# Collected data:
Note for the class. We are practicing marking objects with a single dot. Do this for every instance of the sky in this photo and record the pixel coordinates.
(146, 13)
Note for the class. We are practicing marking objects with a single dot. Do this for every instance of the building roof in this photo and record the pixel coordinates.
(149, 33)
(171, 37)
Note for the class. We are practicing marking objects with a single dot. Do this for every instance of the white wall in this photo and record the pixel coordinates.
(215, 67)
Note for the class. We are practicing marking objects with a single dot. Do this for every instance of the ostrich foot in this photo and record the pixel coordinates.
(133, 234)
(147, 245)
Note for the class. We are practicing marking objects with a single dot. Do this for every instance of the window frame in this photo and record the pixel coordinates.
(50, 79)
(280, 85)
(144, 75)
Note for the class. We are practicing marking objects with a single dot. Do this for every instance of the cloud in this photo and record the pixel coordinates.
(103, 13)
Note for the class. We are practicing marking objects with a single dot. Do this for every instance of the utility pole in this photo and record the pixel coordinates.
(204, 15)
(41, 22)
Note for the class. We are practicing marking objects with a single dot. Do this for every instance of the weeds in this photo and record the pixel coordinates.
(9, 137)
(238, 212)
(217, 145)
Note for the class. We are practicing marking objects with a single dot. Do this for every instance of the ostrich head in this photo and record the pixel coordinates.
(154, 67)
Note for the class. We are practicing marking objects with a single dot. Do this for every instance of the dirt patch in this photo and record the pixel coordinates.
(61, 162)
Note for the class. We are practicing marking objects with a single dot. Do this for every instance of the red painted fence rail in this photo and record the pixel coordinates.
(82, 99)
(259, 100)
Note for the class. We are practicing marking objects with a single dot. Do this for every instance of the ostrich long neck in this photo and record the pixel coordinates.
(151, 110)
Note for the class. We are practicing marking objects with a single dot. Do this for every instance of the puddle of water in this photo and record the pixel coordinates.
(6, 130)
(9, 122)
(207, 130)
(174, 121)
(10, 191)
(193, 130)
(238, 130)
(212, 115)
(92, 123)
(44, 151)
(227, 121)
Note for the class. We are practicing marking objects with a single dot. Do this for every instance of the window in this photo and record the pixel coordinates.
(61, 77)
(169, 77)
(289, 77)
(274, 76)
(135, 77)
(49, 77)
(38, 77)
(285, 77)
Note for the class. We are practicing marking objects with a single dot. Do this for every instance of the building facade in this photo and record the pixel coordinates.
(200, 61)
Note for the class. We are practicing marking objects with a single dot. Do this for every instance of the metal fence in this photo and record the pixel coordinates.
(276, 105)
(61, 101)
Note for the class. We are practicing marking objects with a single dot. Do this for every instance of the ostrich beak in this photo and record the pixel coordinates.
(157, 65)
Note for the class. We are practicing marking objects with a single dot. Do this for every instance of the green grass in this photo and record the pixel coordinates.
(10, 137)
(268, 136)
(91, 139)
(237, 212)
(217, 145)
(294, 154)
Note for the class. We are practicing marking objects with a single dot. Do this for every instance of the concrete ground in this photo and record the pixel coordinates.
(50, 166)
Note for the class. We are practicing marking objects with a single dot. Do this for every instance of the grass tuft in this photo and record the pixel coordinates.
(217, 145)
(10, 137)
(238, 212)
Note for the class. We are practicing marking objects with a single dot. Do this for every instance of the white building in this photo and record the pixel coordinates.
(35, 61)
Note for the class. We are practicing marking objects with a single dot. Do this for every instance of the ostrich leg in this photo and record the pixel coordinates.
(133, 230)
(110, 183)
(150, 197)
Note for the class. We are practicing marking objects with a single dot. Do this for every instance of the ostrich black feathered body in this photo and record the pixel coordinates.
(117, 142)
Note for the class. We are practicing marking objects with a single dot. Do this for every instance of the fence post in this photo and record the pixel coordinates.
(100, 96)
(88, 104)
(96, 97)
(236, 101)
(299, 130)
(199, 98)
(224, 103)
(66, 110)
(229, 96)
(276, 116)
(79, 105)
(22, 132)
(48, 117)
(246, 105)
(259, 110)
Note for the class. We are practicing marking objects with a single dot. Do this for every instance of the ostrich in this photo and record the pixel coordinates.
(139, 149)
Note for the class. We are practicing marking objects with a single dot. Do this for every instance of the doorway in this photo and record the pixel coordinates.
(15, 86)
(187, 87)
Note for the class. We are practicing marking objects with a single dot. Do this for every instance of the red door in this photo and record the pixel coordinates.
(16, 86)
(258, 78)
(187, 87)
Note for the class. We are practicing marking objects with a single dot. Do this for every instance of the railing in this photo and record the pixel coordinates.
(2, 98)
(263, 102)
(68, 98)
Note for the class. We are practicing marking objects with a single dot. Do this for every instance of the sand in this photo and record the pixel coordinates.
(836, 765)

# Directions for this task:
Convert all of the records above into a JSON list of strings, one string for each line, and leave out any blank lines.

# Task output:
[
  "Note for the class. We are practicing marking objects with a single dot. Do this for every instance of the sky in this photo and record the pixel coordinates.",
  "(146, 13)",
  "Note for the class. We are practicing marking objects with a single dot. Do this for every instance of the building roof in this photo and record the pixel coordinates.",
  "(149, 33)",
  "(171, 37)",
  "Note for the class. We are practicing marking objects with a single dot. Do this for every instance of the white wall in this photo and record the pixel coordinates.",
  "(215, 67)",
  "Note for the class. We are practicing marking objects with a single dot. Do this for every instance of the ostrich foot in this photo and record the pixel coordinates.",
  "(133, 234)",
  "(147, 245)",
  "Note for the class. We are practicing marking objects with a single dot. Do this for every instance of the window frame in this photo and record the pixel coordinates.",
  "(50, 79)",
  "(280, 85)",
  "(144, 75)",
  "Note for the class. We are practicing marking objects with a single dot. Do this for every instance of the cloud in this photo and record the pixel coordinates.",
  "(103, 13)",
  "Note for the class. We are practicing marking objects with a single dot. Do this for every instance of the utility pole in this photo and record the pixel coordinates.",
  "(204, 15)",
  "(41, 22)",
  "Note for the class. We are practicing marking objects with a single dot. Do this for every instance of the weeds in this photo and record the pixel coordinates.",
  "(9, 137)",
  "(238, 212)",
  "(217, 145)",
  "Note for the class. We are practicing marking objects with a single dot. Do this for every instance of the ostrich head in this photo and record the pixel coordinates.",
  "(154, 67)",
  "Note for the class. We are practicing marking objects with a single dot. Do this for every instance of the dirt patch in this photo and record the pixel coordinates.",
  "(61, 162)",
  "Note for the class. We are practicing marking objects with a single dot. Do this for every instance of the red painted fence rail in this photo and record the pixel coordinates.",
  "(82, 99)",
  "(259, 100)",
  "Note for the class. We are practicing marking objects with a single dot. Do this for every instance of the ostrich long neck in this photo and record the pixel coordinates.",
  "(151, 110)",
  "Note for the class. We are practicing marking objects with a single dot. Do this for every instance of the puddle of water in this photo and record the pixel coordinates.",
  "(6, 130)",
  "(9, 122)",
  "(207, 130)",
  "(174, 121)",
  "(10, 191)",
  "(193, 130)",
  "(238, 130)",
  "(212, 115)",
  "(92, 123)",
  "(44, 151)",
  "(227, 121)",
  "Note for the class. We are practicing marking objects with a single dot. Do this for every instance of the window in this photo and record the pixel coordinates.",
  "(61, 77)",
  "(169, 77)",
  "(289, 77)",
  "(274, 76)",
  "(135, 77)",
  "(49, 77)",
  "(38, 77)",
  "(285, 77)",
  "Note for the class. We are practicing marking objects with a single dot. Do this for every instance of the building facade in this photo and record the pixel coordinates.",
  "(200, 61)",
  "Note for the class. We are practicing marking objects with a single dot. Do this for every instance of the metal fence in this photo and record the pixel coordinates.",
  "(276, 105)",
  "(61, 101)",
  "Note for the class. We are practicing marking objects with a single dot. Do this for every instance of the ostrich beak in this photo and record the pixel coordinates.",
  "(157, 65)",
  "Note for the class. We are practicing marking objects with a single dot. Do this for every instance of the green grass in this photo and record the pixel coordinates.",
  "(10, 137)",
  "(268, 136)",
  "(91, 139)",
  "(237, 212)",
  "(217, 145)",
  "(294, 154)",
  "Note for the class. We are practicing marking objects with a single dot. Do this for every instance of the concrete ground in this photo and record the pixel coordinates.",
  "(50, 166)",
  "Note for the class. We are practicing marking objects with a single dot. Do this for every instance of the grass tuft in this photo and record the pixel coordinates.",
  "(217, 145)",
  "(10, 137)",
  "(238, 212)",
  "Note for the class. We are practicing marking objects with a single dot. Do this for every instance of the white building in this photo and record the pixel coordinates.",
  "(35, 61)",
  "Note for the class. We are practicing marking objects with a single dot. Do this for every instance of the ostrich leg in this photo and record the pixel coordinates.",
  "(133, 230)",
  "(110, 183)",
  "(150, 197)",
  "Note for the class. We are practicing marking objects with a single dot. Do this for every instance of the ostrich black feathered body in this photo and record the pixel coordinates.",
  "(117, 142)",
  "Note for the class. We are practicing marking objects with a single dot. Do this for every instance of the fence post in this photo and record the pixel coordinates.",
  "(100, 96)",
  "(88, 104)",
  "(96, 97)",
  "(236, 101)",
  "(299, 130)",
  "(199, 98)",
  "(224, 103)",
  "(66, 110)",
  "(229, 96)",
  "(276, 116)",
  "(79, 105)",
  "(22, 132)",
  "(48, 117)",
  "(246, 105)",
  "(259, 110)",
  "Note for the class. We are practicing marking objects with a single dot. Do this for every instance of the ostrich in this photo and record the pixel coordinates.",
  "(139, 149)",
  "Note for the class. We are practicing marking objects with a single dot. Do this for every instance of the doorway in this photo and record the pixel coordinates.",
  "(15, 86)",
  "(187, 87)",
  "Note for the class. We are practicing marking objects with a single dot. Do this for every instance of the red door in this photo and record the pixel coordinates.",
  "(16, 86)",
  "(258, 78)",
  "(187, 87)",
  "Note for the class. We are practicing marking objects with a single dot. Do this for every instance of the railing in this photo and record the pixel coordinates.",
  "(2, 98)",
  "(263, 102)",
  "(68, 98)",
  "Note for the class. We are practicing marking objects with a single dot. Do this for every instance of the sand in this photo and record the pixel coordinates.",
  "(836, 765)"
]